[[ MATERIALS PROVIDED, beginning ]]
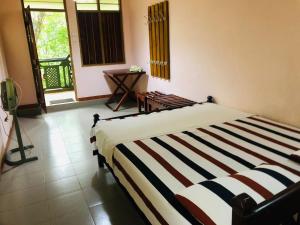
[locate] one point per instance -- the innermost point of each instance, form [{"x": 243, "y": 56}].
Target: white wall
[
  {"x": 245, "y": 53},
  {"x": 90, "y": 80}
]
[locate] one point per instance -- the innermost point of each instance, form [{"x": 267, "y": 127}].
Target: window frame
[{"x": 102, "y": 50}]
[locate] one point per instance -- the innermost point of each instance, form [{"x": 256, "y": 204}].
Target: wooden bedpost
[
  {"x": 101, "y": 159},
  {"x": 96, "y": 119},
  {"x": 242, "y": 205},
  {"x": 283, "y": 208},
  {"x": 210, "y": 99}
]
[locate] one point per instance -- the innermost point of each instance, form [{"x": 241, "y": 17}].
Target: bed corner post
[
  {"x": 101, "y": 159},
  {"x": 242, "y": 205},
  {"x": 96, "y": 119},
  {"x": 210, "y": 99}
]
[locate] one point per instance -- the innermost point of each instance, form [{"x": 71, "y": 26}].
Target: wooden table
[
  {"x": 119, "y": 77},
  {"x": 152, "y": 101}
]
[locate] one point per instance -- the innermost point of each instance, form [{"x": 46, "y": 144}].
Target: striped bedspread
[
  {"x": 203, "y": 200},
  {"x": 154, "y": 170}
]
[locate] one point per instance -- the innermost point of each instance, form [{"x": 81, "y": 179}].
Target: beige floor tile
[
  {"x": 115, "y": 213},
  {"x": 61, "y": 187},
  {"x": 58, "y": 173},
  {"x": 78, "y": 217},
  {"x": 23, "y": 182},
  {"x": 67, "y": 204},
  {"x": 33, "y": 214},
  {"x": 22, "y": 198},
  {"x": 89, "y": 166},
  {"x": 81, "y": 156}
]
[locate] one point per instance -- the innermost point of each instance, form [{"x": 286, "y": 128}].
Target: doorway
[{"x": 52, "y": 47}]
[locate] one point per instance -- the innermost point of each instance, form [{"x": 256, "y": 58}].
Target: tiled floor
[
  {"x": 65, "y": 186},
  {"x": 59, "y": 96}
]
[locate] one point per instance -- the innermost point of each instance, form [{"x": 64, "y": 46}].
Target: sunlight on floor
[{"x": 60, "y": 98}]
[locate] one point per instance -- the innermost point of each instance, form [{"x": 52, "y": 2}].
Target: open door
[{"x": 34, "y": 59}]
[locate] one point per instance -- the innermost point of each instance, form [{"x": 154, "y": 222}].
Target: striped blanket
[
  {"x": 203, "y": 200},
  {"x": 154, "y": 170}
]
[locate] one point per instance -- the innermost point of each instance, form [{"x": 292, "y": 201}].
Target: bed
[{"x": 164, "y": 159}]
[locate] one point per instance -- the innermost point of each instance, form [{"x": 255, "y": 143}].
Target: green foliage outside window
[{"x": 51, "y": 34}]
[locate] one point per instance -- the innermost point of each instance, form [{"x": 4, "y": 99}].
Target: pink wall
[
  {"x": 245, "y": 53},
  {"x": 4, "y": 130},
  {"x": 16, "y": 48},
  {"x": 90, "y": 80}
]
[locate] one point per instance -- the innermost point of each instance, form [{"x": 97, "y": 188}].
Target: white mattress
[{"x": 111, "y": 133}]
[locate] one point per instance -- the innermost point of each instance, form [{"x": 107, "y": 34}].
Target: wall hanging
[{"x": 158, "y": 22}]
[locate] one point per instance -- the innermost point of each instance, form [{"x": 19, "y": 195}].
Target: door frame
[{"x": 65, "y": 10}]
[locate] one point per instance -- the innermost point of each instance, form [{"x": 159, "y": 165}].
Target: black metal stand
[{"x": 21, "y": 147}]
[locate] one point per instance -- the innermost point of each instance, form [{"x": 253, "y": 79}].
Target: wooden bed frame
[{"x": 281, "y": 209}]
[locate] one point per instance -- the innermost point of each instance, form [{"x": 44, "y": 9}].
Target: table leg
[
  {"x": 119, "y": 84},
  {"x": 121, "y": 101}
]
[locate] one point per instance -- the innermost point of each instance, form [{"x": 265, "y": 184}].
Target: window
[
  {"x": 44, "y": 4},
  {"x": 100, "y": 31}
]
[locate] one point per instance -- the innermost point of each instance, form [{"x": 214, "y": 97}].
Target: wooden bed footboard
[{"x": 282, "y": 209}]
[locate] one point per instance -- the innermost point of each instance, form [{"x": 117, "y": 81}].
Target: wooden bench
[{"x": 151, "y": 101}]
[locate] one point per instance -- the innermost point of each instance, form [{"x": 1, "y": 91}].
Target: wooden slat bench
[{"x": 152, "y": 101}]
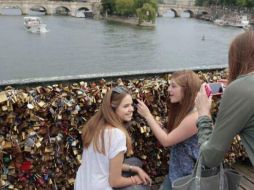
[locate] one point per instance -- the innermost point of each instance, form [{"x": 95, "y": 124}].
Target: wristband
[
  {"x": 133, "y": 180},
  {"x": 130, "y": 168}
]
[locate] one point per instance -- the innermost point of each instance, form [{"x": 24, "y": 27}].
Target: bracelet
[
  {"x": 130, "y": 168},
  {"x": 133, "y": 180}
]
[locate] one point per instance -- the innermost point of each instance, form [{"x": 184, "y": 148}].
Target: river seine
[{"x": 78, "y": 47}]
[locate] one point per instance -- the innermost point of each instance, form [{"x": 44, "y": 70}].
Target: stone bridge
[
  {"x": 180, "y": 8},
  {"x": 51, "y": 7}
]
[[ MATERIALS PROVIDED, end ]]
## WHAT THIS TASK INVOLVES
Pictures stay out; everything else in the entries is copied exactly.

## ANSWER SECTION
[locate] one point per instance -- the innermost point of each instance, form [{"x": 243, "y": 56}].
Target: white wall
[
  {"x": 245, "y": 53},
  {"x": 90, "y": 80}
]
[locate] one point per instance -- the innermost point of each instance, form [{"x": 267, "y": 127}].
Target: window frame
[{"x": 102, "y": 50}]
[locate] one point per instance -- the innermost point of each instance, form [{"x": 256, "y": 204}].
Target: wooden bedpost
[
  {"x": 101, "y": 159},
  {"x": 96, "y": 119},
  {"x": 242, "y": 205},
  {"x": 283, "y": 208},
  {"x": 210, "y": 99}
]
[locate] one point per instance -- the innermost point of each instance, form [{"x": 241, "y": 17}].
Target: bed corner post
[
  {"x": 101, "y": 159},
  {"x": 242, "y": 205},
  {"x": 96, "y": 119},
  {"x": 210, "y": 99}
]
[locate] one point per instance -- the innermost point of each instance, form [{"x": 71, "y": 26}].
Target: wooden table
[
  {"x": 119, "y": 77},
  {"x": 152, "y": 101}
]
[locate] one point per instance -- the innermost point of each instance, form [{"x": 46, "y": 144}].
Target: striped bedspread
[
  {"x": 203, "y": 200},
  {"x": 154, "y": 170}
]
[locate] one point per instance -- the innermost point of each instance, form [{"x": 81, "y": 179}].
Target: beige floor tile
[
  {"x": 115, "y": 213},
  {"x": 61, "y": 187},
  {"x": 58, "y": 173},
  {"x": 78, "y": 217},
  {"x": 23, "y": 182},
  {"x": 67, "y": 204},
  {"x": 33, "y": 214},
  {"x": 22, "y": 198},
  {"x": 89, "y": 166},
  {"x": 81, "y": 156}
]
[locate] one point per instance -- the innermost point of each instance, form [{"x": 286, "y": 128}].
Target: doorway
[{"x": 52, "y": 47}]
[locate] one point per instance -- the innermost point of each instance, form [{"x": 256, "y": 58}].
Target: tiled floor
[
  {"x": 65, "y": 186},
  {"x": 59, "y": 96}
]
[locate] one point per instance -- the innermost point of each instance, form [{"x": 64, "y": 46}].
Target: sunlight on floor
[{"x": 60, "y": 98}]
[locate] one point per instance -- the innermost point of each instance, form [{"x": 52, "y": 2}].
Target: open door
[{"x": 34, "y": 59}]
[locate] one point per instance -- the innermost point of each instance, form [{"x": 154, "y": 222}].
Target: striped blanket
[
  {"x": 203, "y": 200},
  {"x": 154, "y": 170}
]
[locate] one point per instance -- the innermost point of each instance, form [{"x": 292, "y": 201}].
Target: bed
[{"x": 164, "y": 159}]
[locate] one point per instance -- the innermost point of each instance, form [{"x": 255, "y": 143}].
Target: green foliage outside window
[{"x": 51, "y": 34}]
[locate] one point per instance -- the innermost point of each instance, form [{"x": 4, "y": 99}].
Target: pink wall
[
  {"x": 245, "y": 53},
  {"x": 4, "y": 130},
  {"x": 16, "y": 48},
  {"x": 90, "y": 80}
]
[locate] one point per instance -- the innermost point of each instance, form [{"x": 97, "y": 188}].
Target: white mattress
[{"x": 111, "y": 133}]
[locate] one point per instance -- the innermost point of each instance, form [{"x": 107, "y": 34}].
Target: wall hanging
[{"x": 158, "y": 22}]
[locate] one point per instance -- the innermost point of each instance, form [{"x": 19, "y": 195}].
Target: door frame
[{"x": 65, "y": 10}]
[locate] one point per instance -- the innermost point of each instance, form [{"x": 159, "y": 165}].
Target: black metal stand
[{"x": 21, "y": 147}]
[locate] one point per instance -- the innermost point of each instance, form [{"x": 253, "y": 79}].
Target: wooden bed frame
[{"x": 281, "y": 209}]
[locate] one point per instance -- the innermost point of each instance, form [{"x": 44, "y": 9}].
Target: table leg
[
  {"x": 119, "y": 84},
  {"x": 121, "y": 101}
]
[locate] one point per instance -- the innermost point of each instance, form [{"x": 265, "y": 184}].
Target: window
[
  {"x": 44, "y": 4},
  {"x": 100, "y": 31}
]
[locate] one point per instance -- the innermost point of each instance, form [{"x": 214, "y": 97}].
Target: wooden bed footboard
[{"x": 282, "y": 209}]
[locate] one point per instance -- the innermost point of each instance, form [{"x": 117, "y": 81}].
Target: wooden bench
[{"x": 151, "y": 101}]
[locate] one point per instance -- the innermost point of each instance, form [{"x": 1, "y": 91}].
Target: wooden slat bench
[{"x": 152, "y": 101}]
[locate] one point per instance -- the innermost point of each instance, form [{"x": 95, "y": 124}].
Target: wristband
[
  {"x": 133, "y": 180},
  {"x": 130, "y": 168}
]
[locate] one point per instance -- the innermost point of each instance, form [{"x": 24, "y": 27}].
Target: bracelet
[
  {"x": 130, "y": 168},
  {"x": 133, "y": 180}
]
[locate] one point per instance -- the innermost point of each instance, form [{"x": 184, "y": 148}].
Target: river seine
[{"x": 78, "y": 47}]
[locate] one point per instance -- the innermost point of each instance, form [{"x": 44, "y": 70}].
Target: stone bridge
[
  {"x": 180, "y": 8},
  {"x": 51, "y": 7}
]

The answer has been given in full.